* Task objective *
You are to retype all of the data exactly as it appears.
--- START ---
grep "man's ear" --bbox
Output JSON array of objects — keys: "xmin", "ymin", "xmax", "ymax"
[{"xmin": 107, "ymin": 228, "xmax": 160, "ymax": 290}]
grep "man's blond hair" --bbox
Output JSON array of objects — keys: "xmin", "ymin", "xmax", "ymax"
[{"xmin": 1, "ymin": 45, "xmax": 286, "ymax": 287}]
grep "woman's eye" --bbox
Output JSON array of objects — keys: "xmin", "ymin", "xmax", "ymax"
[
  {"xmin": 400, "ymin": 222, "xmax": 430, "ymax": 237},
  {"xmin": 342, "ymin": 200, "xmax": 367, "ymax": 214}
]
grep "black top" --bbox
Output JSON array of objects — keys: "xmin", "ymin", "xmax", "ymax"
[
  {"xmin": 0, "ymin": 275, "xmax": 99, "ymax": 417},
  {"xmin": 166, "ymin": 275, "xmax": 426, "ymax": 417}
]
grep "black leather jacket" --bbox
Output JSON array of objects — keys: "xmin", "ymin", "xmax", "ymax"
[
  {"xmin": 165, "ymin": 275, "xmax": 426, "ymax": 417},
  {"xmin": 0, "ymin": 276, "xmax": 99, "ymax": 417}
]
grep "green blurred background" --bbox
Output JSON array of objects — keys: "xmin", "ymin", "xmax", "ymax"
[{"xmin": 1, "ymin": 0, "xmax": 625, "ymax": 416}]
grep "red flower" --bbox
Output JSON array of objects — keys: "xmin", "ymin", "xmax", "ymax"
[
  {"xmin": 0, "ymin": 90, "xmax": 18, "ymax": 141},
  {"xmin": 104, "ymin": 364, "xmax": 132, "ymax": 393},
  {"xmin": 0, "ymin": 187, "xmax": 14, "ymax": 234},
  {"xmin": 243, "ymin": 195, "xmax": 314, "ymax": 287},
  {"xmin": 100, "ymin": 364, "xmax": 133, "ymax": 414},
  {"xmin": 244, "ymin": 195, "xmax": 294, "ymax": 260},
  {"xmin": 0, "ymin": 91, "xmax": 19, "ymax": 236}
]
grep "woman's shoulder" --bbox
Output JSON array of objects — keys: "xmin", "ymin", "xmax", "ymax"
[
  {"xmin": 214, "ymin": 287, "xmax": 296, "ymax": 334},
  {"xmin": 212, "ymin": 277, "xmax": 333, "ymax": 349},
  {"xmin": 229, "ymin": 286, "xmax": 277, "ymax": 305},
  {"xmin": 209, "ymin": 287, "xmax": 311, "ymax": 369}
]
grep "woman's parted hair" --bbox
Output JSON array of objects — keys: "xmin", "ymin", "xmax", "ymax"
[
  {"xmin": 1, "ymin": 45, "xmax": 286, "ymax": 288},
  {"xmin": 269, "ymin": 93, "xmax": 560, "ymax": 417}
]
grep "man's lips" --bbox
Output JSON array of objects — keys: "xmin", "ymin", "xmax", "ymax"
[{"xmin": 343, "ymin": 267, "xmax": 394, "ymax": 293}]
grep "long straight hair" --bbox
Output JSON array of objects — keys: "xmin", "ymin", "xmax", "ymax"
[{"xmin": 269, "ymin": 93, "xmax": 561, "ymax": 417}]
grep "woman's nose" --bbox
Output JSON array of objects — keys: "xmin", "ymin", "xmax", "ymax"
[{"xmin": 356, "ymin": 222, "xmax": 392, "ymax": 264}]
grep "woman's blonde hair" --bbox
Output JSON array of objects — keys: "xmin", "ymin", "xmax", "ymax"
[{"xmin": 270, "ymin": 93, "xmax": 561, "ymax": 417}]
--- END ---
* Answer space *
grep "man's ear" --bbox
Output JSON array of objects — keys: "xmin", "ymin", "xmax", "ymax"
[{"xmin": 107, "ymin": 228, "xmax": 160, "ymax": 290}]
grep "man's blond hair" --bbox
Output JSON array of objects — keys: "xmin", "ymin", "xmax", "ymax"
[{"xmin": 1, "ymin": 45, "xmax": 286, "ymax": 287}]
grep "woman's eye" --bbox
Output JSON array of objects — keys: "xmin", "ymin", "xmax", "ymax"
[
  {"xmin": 400, "ymin": 222, "xmax": 430, "ymax": 237},
  {"xmin": 342, "ymin": 200, "xmax": 367, "ymax": 214}
]
grep "black top" --bbox
Output JSON array of objects — keys: "xmin", "ymin", "xmax", "ymax"
[
  {"xmin": 0, "ymin": 275, "xmax": 99, "ymax": 417},
  {"xmin": 166, "ymin": 275, "xmax": 426, "ymax": 417}
]
grep "black leather jacket" --bbox
Output JSON array of objects — keys: "xmin", "ymin", "xmax", "ymax"
[
  {"xmin": 165, "ymin": 275, "xmax": 426, "ymax": 417},
  {"xmin": 0, "ymin": 276, "xmax": 99, "ymax": 417}
]
grep "green blurred background" --bbox
Output JSON array of objects — keys: "xmin", "ymin", "xmax", "ymax"
[{"xmin": 1, "ymin": 0, "xmax": 625, "ymax": 416}]
grep "red flower" --bbox
Output JSON array of objects — keys: "xmin", "ymin", "xmax", "ymax"
[
  {"xmin": 0, "ymin": 90, "xmax": 18, "ymax": 141},
  {"xmin": 104, "ymin": 364, "xmax": 132, "ymax": 393},
  {"xmin": 0, "ymin": 187, "xmax": 14, "ymax": 234},
  {"xmin": 243, "ymin": 195, "xmax": 314, "ymax": 287},
  {"xmin": 100, "ymin": 364, "xmax": 133, "ymax": 414},
  {"xmin": 244, "ymin": 195, "xmax": 294, "ymax": 260},
  {"xmin": 0, "ymin": 91, "xmax": 19, "ymax": 236}
]
grep "woman's shoulder" --bbox
Output JSON array of objects — keys: "xmin", "ymin", "xmax", "ymax"
[
  {"xmin": 214, "ymin": 287, "xmax": 296, "ymax": 334},
  {"xmin": 212, "ymin": 277, "xmax": 333, "ymax": 349},
  {"xmin": 229, "ymin": 286, "xmax": 277, "ymax": 305},
  {"xmin": 209, "ymin": 287, "xmax": 311, "ymax": 369}
]
grep "woman's parted hair" --bbox
Output JSON array of objects — keys: "xmin", "ymin", "xmax", "ymax"
[
  {"xmin": 1, "ymin": 45, "xmax": 286, "ymax": 288},
  {"xmin": 269, "ymin": 93, "xmax": 560, "ymax": 417}
]
grep "man's lips" --bbox
Output JSON array of objects — keys: "xmin", "ymin", "xmax", "ymax"
[{"xmin": 343, "ymin": 267, "xmax": 394, "ymax": 293}]
grep "long straight hair" --bbox
Output JSON array of objects — keys: "xmin", "ymin", "xmax", "ymax"
[{"xmin": 269, "ymin": 93, "xmax": 561, "ymax": 417}]
grep "woman's nose" --bbox
Output JSON array of objects — keys: "xmin", "ymin", "xmax", "ymax"
[{"xmin": 356, "ymin": 222, "xmax": 392, "ymax": 264}]
grep "woman's blonde hair" --bbox
Output JSON array of objects — keys: "xmin", "ymin", "xmax", "ymax"
[{"xmin": 270, "ymin": 93, "xmax": 561, "ymax": 417}]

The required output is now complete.